# GOAL 1:
Rewrite the coffee mug passage from "Daddy would drink" to "she never repeated.", with "Mason jar" changed to "glass jar".
# GOAL 2:
In the coffee mug passage, where did Daddy make sauerkraut?
# GOAL 3:
Pick up the story about Daddy's coffee mug after its last sentence and carry it forward.

--- Begin TEXT PASSAGE ---

Daddy would drink almost any liquid that wouldn't poison him -- all except alcohol. For instance, Daddy made sauerkraut in the dry cistern next to our house and he drank the juice from his makings. I don't know what made Mama sicker -- the smell of sauerkraut fermenting or seeing Daddy climb out of the cistern with a Mason jar of sauerkraut juice in his hand. She felt the same about his battle-scarred coffee cup. It made her ill just to look at the grody thing. So one day she took it upon herself to clean it. It was a catastrophic error in judgment that she never repeated.
If coffee was Daddy's elixir of life, then his coffee mug was the holy grail. Unfortunately he never cleaned it. What once was white was now the hue of dark chocolate. Brown stains ran down the side, like tears, where coffee dribbled from Daddy's lips. The oil of a thousand pots of steaming brew languish in its bottom, its gracefully curved handle stained by Daddy's working fingers.
Mama often told Daddy to clean his mug before he poisoned himself. Daddy insisted that cleaning the mug would spoil the flavor of his coffee.
Only one pot of coffee was brewed each day at our house. By suppertime, the pot was almost empty. Daddy always saved enough for one last cup before he went to bed. He'd heat the remnants of the morning coffee to boiling, pour it into his sacred cup, then nurse it for at least an hour. By that time, of course, it was nothing more than concentrated caffeine, but Daddy slept like a log.
One day, when Daddy was working out in the garden, Mama decided to take his coffee cup in hand. She immersed it in a strong bleach solution and, by some miracle, it came clean. It actually sparkled, which was more than I could say for Daddy when he discovered what Mama had done.

--- End TEXT PASSAGE ---
--- Begin RECORD EXTRACTS ---

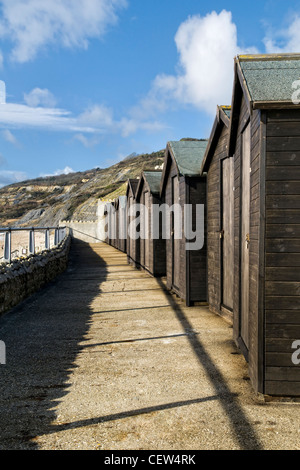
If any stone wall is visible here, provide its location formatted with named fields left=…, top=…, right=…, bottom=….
left=0, top=236, right=71, bottom=315
left=59, top=200, right=106, bottom=243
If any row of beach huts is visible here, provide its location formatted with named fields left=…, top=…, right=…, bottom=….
left=102, top=54, right=300, bottom=397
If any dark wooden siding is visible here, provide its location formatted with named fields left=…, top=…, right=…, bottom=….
left=265, top=110, right=300, bottom=396
left=207, top=126, right=228, bottom=314
left=163, top=156, right=186, bottom=300
left=150, top=196, right=166, bottom=277
left=233, top=92, right=263, bottom=392
left=126, top=191, right=140, bottom=267
left=186, top=177, right=207, bottom=303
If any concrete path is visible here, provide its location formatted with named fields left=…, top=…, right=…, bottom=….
left=0, top=243, right=300, bottom=450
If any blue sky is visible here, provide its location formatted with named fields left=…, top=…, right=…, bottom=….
left=0, top=0, right=300, bottom=186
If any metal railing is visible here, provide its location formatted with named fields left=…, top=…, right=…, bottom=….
left=0, top=226, right=67, bottom=263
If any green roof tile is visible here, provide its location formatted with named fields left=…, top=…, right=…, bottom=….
left=168, top=139, right=208, bottom=176
left=144, top=171, right=162, bottom=194
left=238, top=55, right=300, bottom=102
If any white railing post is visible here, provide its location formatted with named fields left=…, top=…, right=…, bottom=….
left=45, top=228, right=50, bottom=250
left=54, top=228, right=59, bottom=246
left=4, top=230, right=11, bottom=263
left=29, top=228, right=35, bottom=255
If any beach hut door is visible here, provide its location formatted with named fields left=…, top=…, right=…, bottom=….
left=221, top=158, right=234, bottom=310
left=240, top=124, right=251, bottom=349
left=144, top=191, right=151, bottom=269
left=172, top=176, right=180, bottom=289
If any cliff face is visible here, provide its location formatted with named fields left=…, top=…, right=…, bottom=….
left=0, top=150, right=164, bottom=227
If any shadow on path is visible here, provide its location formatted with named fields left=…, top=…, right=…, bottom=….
left=0, top=242, right=262, bottom=450
left=0, top=241, right=107, bottom=450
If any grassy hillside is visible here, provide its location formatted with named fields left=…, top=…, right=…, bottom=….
left=0, top=150, right=164, bottom=227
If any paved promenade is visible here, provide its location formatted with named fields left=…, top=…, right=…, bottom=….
left=0, top=242, right=300, bottom=450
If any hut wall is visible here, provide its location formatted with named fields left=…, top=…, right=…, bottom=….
left=264, top=110, right=300, bottom=396
left=164, top=160, right=186, bottom=300
left=186, top=177, right=207, bottom=304
left=150, top=195, right=166, bottom=277
left=126, top=193, right=140, bottom=267
left=207, top=125, right=228, bottom=314
left=233, top=92, right=264, bottom=392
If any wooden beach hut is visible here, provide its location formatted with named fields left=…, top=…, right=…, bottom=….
left=201, top=106, right=234, bottom=321
left=114, top=196, right=127, bottom=253
left=126, top=178, right=140, bottom=267
left=161, top=139, right=208, bottom=306
left=229, top=54, right=300, bottom=396
left=104, top=201, right=116, bottom=247
left=136, top=170, right=166, bottom=277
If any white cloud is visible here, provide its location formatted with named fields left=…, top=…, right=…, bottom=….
left=138, top=10, right=257, bottom=115
left=24, top=88, right=56, bottom=108
left=78, top=105, right=113, bottom=128
left=1, top=129, right=19, bottom=146
left=264, top=15, right=300, bottom=53
left=74, top=134, right=99, bottom=148
left=0, top=153, right=7, bottom=166
left=1, top=129, right=20, bottom=147
left=0, top=0, right=127, bottom=63
left=0, top=170, right=27, bottom=188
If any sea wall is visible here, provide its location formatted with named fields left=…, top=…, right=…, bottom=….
left=60, top=200, right=106, bottom=243
left=0, top=236, right=71, bottom=315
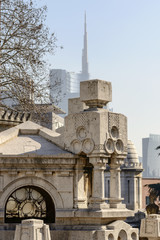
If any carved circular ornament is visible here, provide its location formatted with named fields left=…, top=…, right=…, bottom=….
left=82, top=138, right=94, bottom=154
left=115, top=139, right=124, bottom=154
left=105, top=138, right=114, bottom=154
left=71, top=139, right=82, bottom=154
left=111, top=126, right=119, bottom=139
left=77, top=127, right=87, bottom=140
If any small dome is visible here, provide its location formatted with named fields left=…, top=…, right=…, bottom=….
left=126, top=140, right=139, bottom=163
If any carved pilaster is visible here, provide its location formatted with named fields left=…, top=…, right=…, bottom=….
left=89, top=157, right=109, bottom=209
left=109, top=156, right=125, bottom=208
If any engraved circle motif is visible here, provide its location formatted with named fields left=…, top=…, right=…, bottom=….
left=105, top=138, right=114, bottom=154
left=77, top=127, right=87, bottom=140
left=115, top=139, right=124, bottom=154
left=111, top=126, right=119, bottom=139
left=21, top=233, right=29, bottom=240
left=82, top=138, right=94, bottom=154
left=71, top=139, right=82, bottom=154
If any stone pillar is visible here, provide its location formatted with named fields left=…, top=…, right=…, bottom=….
left=109, top=157, right=126, bottom=208
left=140, top=214, right=160, bottom=240
left=74, top=159, right=87, bottom=208
left=14, top=219, right=51, bottom=240
left=89, top=157, right=109, bottom=209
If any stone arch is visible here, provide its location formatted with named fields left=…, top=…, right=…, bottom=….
left=4, top=185, right=55, bottom=223
left=108, top=233, right=114, bottom=240
left=0, top=177, right=64, bottom=213
left=117, top=230, right=127, bottom=240
left=131, top=232, right=137, bottom=240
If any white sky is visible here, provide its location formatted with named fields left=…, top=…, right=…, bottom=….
left=38, top=0, right=160, bottom=155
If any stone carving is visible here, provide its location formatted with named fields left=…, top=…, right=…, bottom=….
left=107, top=112, right=127, bottom=154
left=115, top=139, right=124, bottom=154
left=74, top=113, right=89, bottom=129
left=94, top=144, right=105, bottom=150
left=76, top=127, right=87, bottom=140
left=71, top=139, right=82, bottom=154
left=108, top=112, right=119, bottom=131
left=82, top=138, right=94, bottom=154
left=104, top=138, right=114, bottom=154
left=111, top=126, right=119, bottom=139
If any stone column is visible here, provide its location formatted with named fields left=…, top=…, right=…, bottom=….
left=74, top=159, right=87, bottom=208
left=89, top=157, right=109, bottom=209
left=109, top=157, right=125, bottom=208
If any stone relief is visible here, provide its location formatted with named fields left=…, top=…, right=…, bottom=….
left=82, top=138, right=94, bottom=154
left=76, top=126, right=87, bottom=140
left=71, top=135, right=95, bottom=154
left=104, top=126, right=125, bottom=154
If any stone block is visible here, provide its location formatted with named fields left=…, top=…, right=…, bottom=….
left=140, top=214, right=160, bottom=239
left=68, top=98, right=88, bottom=114
left=80, top=79, right=112, bottom=108
left=14, top=219, right=51, bottom=240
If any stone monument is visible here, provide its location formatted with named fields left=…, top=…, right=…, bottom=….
left=0, top=79, right=138, bottom=240
left=14, top=219, right=51, bottom=240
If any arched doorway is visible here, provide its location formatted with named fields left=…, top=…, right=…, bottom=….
left=5, top=186, right=55, bottom=223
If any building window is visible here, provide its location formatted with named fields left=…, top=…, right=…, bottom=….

--- End RECORD EXTRACTS ---

# EXPECTED ANSWER 1:
Daddy would drink almost any liquid that wouldn't poison him -- all except alcohol. For instance, Daddy made sauerkraut in the dry cistern next to our house and he drank the juice from his makings. I don't know what made Mama sicker -- the smell of sauerkraut fermenting or seeing Daddy climb out of the cistern with a glass jar of sauerkraut juice in his hand. She felt the same about his battle-scarred coffee cup. It made her ill just to look at the grody thing. So one day she took it upon herself to clean it. It was a catastrophic error in judgment that she never repeated.

# EXPECTED ANSWER 2:
In the dry cistern next to the house.

# EXPECTED ANSWER 3:
"My coffee cup," he wailed. "You've ruined it."
"Now, Harry, calm down," Mama soothed. "I just cleaned it, that's all."
"You've ruined my cup, Helen. I had that cup just liked I wanted it. And now you've gone and ruined the taste of my coffee."
"Nonsense," Mama said. "Your coffee will taste even better now that the cup is clean."
"I don't want it to taste better. I want it to taste like it tasted, not how you wanted it to taste."
Daddy was beside himself. That night he refused to drink his bedtime cup of brew in that pristine mug. Instead, he perked another pot of coffee -- this time triple strength -- poured it into a pot and dropped his cup into the solution.
"What are you doing, Harry?" Mama asked.
"I'm going to soak this cup for 24 hours," he growled. "Maybe then some of the flavor will come back."
Mama just shook her head and swore that she would never wash Daddy's coffee cup again -- not even if he got down on his knees and begged her.
The next night, Daddy checked his cup. It was a reasonable shade of brown but when he tried to drink his coffee, he said it still didn't taste the same.
"Why not, Daddy?" I asked. "Your cup is brown again."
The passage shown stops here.